◆ Your task ◆
Return each line of the entries below that contains the string "glass". Case counts.

Region labeling records:
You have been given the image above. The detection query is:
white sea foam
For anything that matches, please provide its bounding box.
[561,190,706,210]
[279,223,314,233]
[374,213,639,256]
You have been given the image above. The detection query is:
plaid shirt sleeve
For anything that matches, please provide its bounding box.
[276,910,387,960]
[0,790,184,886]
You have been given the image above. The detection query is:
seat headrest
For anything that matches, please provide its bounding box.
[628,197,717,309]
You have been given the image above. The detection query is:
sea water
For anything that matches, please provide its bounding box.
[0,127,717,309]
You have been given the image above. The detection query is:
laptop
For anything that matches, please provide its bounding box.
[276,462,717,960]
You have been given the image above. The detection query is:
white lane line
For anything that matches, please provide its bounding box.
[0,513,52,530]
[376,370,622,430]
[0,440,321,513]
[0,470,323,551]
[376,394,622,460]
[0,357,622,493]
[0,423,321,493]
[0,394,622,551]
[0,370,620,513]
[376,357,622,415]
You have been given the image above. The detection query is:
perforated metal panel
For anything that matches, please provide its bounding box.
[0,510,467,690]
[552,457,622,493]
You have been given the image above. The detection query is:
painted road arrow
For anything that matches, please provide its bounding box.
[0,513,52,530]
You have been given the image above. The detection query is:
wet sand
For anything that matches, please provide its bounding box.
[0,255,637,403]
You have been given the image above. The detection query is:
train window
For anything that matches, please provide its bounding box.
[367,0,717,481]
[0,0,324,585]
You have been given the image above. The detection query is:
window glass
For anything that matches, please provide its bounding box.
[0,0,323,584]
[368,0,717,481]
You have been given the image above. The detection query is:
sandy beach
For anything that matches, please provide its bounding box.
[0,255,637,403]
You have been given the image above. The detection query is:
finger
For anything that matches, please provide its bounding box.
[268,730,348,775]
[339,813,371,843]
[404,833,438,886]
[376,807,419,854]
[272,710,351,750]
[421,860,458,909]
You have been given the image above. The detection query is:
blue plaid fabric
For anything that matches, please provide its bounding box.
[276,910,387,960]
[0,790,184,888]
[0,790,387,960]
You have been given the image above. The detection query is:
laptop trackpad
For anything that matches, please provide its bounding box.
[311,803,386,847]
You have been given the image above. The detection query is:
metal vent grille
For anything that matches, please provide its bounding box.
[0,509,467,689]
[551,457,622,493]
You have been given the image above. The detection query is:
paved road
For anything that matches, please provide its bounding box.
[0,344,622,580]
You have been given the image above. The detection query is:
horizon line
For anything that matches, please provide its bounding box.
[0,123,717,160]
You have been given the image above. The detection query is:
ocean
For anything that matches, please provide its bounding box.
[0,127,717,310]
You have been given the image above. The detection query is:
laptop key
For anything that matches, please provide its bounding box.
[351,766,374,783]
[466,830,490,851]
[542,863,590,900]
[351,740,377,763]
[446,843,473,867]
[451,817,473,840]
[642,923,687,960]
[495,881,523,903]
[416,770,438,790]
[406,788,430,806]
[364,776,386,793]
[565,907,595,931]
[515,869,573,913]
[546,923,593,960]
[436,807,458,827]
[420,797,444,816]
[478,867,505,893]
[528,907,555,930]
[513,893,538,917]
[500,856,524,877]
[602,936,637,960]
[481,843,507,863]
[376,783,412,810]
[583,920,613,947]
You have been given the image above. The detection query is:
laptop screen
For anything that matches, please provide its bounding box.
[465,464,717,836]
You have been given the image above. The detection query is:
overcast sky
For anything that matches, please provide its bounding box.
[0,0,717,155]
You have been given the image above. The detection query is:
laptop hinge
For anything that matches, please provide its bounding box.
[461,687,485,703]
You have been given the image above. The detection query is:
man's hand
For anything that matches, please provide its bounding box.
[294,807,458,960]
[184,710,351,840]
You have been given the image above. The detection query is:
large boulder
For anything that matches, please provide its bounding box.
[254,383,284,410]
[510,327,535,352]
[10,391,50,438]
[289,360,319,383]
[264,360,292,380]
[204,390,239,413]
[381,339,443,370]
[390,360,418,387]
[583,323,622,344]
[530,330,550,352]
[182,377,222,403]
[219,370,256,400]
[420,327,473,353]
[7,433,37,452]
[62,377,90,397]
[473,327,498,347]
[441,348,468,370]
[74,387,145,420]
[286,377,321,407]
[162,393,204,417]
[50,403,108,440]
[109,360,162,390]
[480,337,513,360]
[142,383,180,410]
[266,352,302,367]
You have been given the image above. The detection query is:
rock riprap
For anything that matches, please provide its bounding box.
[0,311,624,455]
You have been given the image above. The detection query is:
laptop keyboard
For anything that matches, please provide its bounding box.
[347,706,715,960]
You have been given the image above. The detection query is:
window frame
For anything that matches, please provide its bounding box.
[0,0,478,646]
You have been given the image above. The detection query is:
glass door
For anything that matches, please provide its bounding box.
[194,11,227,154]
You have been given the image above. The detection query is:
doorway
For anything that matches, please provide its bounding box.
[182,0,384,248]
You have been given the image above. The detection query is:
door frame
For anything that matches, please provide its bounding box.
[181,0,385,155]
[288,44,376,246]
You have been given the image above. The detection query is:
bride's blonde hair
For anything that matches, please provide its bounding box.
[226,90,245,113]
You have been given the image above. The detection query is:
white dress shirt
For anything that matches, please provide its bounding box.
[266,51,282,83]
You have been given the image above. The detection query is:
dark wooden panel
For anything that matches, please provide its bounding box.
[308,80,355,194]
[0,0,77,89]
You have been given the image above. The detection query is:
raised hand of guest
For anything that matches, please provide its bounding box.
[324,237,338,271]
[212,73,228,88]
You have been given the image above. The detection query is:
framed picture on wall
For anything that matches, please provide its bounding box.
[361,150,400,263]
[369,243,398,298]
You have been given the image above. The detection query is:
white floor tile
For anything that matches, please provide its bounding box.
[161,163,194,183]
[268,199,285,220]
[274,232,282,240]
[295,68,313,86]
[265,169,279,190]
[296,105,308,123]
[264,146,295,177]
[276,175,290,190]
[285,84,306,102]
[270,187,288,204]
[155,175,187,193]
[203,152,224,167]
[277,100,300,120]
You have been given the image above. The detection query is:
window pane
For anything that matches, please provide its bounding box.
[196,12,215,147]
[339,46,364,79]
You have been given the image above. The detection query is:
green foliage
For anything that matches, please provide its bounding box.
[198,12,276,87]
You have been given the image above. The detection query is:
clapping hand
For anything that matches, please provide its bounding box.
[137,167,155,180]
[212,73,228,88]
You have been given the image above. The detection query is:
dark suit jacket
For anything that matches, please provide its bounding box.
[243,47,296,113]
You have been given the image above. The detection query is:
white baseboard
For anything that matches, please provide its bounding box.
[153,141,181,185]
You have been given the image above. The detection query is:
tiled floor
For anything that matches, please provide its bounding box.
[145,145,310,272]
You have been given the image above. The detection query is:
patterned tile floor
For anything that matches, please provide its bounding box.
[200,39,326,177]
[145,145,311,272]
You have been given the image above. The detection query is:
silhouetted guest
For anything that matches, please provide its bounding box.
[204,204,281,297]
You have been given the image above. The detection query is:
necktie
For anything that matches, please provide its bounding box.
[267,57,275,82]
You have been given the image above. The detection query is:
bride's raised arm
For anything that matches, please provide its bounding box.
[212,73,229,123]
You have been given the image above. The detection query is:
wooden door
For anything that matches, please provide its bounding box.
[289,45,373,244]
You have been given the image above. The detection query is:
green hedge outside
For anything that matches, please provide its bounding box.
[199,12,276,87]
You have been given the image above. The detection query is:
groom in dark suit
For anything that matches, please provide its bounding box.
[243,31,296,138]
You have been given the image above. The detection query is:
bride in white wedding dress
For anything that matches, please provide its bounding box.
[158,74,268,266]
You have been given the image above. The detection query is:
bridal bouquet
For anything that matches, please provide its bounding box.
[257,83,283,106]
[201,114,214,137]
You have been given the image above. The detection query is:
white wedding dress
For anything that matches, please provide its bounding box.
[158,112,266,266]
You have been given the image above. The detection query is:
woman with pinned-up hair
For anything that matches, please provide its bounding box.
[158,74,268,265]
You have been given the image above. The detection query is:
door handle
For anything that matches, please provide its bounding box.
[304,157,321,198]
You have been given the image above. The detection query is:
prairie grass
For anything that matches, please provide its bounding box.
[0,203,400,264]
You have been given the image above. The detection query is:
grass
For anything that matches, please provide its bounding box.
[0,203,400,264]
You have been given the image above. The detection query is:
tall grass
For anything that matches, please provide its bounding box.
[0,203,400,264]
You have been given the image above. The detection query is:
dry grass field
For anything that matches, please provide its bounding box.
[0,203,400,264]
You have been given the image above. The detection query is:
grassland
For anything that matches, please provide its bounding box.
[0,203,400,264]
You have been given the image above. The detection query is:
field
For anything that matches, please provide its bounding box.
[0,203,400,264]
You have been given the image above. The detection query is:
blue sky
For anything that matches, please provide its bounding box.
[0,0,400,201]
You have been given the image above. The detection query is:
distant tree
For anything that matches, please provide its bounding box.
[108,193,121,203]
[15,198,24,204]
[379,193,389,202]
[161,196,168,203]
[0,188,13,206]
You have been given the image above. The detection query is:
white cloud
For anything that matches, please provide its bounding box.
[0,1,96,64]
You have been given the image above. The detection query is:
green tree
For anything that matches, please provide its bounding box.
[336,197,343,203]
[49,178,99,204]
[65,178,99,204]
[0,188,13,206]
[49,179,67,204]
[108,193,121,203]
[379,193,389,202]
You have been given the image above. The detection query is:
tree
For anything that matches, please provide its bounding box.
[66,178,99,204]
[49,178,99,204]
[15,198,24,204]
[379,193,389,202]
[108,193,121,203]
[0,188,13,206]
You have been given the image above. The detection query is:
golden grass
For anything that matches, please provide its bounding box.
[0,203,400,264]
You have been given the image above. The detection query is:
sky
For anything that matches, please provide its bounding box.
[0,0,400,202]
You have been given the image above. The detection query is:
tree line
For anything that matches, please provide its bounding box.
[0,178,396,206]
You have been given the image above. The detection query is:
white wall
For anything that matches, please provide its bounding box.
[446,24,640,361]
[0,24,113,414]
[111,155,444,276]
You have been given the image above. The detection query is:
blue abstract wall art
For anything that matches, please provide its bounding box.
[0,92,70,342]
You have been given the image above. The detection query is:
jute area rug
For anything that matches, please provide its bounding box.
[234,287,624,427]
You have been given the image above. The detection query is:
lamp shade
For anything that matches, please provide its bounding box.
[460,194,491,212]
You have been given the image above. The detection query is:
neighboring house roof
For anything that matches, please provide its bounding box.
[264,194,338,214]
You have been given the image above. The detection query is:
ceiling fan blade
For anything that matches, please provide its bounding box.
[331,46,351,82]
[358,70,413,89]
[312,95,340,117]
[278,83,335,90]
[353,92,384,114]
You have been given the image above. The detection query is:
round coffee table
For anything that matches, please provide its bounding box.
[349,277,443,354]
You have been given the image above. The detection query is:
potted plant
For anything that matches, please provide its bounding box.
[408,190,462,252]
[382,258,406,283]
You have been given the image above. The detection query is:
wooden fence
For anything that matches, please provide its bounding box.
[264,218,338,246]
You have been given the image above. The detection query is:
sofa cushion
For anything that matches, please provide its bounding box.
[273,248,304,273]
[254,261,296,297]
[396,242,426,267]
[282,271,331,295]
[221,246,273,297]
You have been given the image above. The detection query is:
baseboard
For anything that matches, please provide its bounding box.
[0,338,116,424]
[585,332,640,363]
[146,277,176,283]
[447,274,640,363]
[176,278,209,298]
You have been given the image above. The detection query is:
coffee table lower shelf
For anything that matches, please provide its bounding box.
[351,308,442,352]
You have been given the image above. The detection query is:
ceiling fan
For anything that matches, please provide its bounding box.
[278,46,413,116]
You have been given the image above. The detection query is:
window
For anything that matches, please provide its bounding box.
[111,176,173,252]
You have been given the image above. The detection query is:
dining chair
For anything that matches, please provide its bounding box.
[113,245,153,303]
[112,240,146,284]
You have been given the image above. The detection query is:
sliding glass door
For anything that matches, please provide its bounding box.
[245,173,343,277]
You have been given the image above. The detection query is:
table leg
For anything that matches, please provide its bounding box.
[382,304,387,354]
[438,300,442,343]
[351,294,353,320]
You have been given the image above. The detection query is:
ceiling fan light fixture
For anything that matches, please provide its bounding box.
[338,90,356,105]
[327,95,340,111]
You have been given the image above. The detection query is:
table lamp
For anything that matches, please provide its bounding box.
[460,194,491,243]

◆ Task solution ◆
window glass
glass door
sliding glass door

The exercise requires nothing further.